Task data ->
———

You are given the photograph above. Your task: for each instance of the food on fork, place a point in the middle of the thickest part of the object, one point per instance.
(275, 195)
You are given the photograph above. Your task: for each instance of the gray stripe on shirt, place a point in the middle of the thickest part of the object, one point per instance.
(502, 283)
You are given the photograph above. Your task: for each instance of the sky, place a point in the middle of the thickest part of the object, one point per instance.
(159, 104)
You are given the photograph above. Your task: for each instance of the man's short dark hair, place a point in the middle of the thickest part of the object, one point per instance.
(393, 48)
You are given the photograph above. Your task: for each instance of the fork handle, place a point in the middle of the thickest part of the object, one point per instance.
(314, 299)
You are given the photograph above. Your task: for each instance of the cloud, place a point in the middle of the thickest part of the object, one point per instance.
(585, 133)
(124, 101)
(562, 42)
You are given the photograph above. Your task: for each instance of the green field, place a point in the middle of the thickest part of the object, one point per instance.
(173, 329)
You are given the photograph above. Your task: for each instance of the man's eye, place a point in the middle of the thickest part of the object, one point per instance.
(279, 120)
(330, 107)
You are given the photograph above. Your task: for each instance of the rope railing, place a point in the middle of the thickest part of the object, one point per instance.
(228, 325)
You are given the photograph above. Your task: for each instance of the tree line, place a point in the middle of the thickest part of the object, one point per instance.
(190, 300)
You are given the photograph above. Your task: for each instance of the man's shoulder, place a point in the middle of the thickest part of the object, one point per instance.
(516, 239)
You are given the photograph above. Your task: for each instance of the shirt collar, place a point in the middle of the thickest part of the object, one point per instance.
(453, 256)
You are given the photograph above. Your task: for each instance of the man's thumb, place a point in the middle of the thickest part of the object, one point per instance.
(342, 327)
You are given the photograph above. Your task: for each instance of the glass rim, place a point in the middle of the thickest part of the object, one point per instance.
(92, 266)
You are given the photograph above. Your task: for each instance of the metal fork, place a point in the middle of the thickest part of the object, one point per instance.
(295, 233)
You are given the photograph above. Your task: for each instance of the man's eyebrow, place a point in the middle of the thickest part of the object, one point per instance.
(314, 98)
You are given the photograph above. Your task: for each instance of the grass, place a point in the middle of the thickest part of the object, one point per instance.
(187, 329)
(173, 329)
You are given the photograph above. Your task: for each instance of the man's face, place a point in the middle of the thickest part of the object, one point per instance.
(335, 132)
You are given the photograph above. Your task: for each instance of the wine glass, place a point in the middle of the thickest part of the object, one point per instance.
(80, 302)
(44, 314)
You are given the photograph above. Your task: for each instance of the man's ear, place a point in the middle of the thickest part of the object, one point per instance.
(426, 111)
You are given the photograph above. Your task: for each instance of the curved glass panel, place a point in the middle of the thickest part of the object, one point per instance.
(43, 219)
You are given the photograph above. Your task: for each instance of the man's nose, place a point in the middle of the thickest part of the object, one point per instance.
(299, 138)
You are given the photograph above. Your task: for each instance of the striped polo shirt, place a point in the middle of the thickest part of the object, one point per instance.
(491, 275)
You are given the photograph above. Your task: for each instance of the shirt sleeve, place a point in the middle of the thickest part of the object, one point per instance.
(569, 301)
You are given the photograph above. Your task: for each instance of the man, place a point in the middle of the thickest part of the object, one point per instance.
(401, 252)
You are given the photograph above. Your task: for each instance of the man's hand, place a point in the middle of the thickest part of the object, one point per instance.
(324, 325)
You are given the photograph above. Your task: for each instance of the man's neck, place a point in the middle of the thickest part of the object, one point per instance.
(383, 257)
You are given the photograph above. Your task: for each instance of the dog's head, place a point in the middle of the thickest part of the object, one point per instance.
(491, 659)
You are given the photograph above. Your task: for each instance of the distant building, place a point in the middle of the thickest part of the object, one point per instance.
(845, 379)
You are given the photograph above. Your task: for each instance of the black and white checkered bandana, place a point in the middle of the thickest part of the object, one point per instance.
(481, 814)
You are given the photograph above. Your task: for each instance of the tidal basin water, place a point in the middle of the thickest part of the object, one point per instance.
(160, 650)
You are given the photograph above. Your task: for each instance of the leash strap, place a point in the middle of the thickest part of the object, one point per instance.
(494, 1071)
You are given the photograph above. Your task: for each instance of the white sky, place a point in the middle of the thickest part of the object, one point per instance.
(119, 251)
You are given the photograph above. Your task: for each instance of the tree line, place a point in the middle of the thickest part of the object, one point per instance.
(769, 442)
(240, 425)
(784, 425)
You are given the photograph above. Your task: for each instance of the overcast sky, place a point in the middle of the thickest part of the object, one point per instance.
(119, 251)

———

Brief -> Copy out, word for word, every line from the one containing "of the white" through the last line of the items, both ends included.

The completed task ->
You are given the photograph above. Your task: for each instance of the white sky, place a point in the middle of the thickest part of the object, one point per instance.
(119, 251)
You are given the photograph above. Your task: for each instance of the tree line, place a point in the middle of the thickest part of the object, one point per instance.
(769, 442)
(240, 425)
(784, 425)
You are given the photograph above. Your task: for each instance of the overcast sky, place a point in the middle of the thickest part of the object, one point per instance.
(119, 251)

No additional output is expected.